╭──

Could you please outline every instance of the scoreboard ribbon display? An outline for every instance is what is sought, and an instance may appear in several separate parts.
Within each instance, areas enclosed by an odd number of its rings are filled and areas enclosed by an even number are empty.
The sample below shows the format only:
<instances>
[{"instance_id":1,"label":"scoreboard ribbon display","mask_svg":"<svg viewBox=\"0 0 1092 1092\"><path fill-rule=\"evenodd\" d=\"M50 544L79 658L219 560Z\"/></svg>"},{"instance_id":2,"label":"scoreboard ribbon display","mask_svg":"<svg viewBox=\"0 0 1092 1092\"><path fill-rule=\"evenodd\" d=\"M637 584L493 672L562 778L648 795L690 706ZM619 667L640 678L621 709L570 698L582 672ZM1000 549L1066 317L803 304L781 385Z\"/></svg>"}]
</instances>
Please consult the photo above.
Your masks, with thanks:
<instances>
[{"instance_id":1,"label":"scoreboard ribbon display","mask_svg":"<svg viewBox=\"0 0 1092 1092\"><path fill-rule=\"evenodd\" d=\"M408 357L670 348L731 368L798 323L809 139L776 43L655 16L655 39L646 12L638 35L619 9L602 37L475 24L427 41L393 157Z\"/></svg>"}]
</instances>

╰──
╭──

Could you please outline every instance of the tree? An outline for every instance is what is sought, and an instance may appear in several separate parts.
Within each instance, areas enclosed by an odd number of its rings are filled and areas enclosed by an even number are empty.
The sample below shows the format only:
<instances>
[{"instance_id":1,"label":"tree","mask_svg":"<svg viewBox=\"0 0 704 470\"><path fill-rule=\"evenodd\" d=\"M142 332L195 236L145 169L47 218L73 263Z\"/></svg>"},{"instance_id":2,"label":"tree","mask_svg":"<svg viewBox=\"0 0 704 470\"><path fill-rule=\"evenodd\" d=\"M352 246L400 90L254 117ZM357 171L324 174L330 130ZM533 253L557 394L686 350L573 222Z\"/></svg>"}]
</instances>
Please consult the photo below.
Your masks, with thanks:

╰──

WHAT YOU SHOULD DO —
From the lines above, pull out each line containing the word "photo" and copy it in full.

FULL RESPONSE —
Please consult the photo above.
Please consult the photo below.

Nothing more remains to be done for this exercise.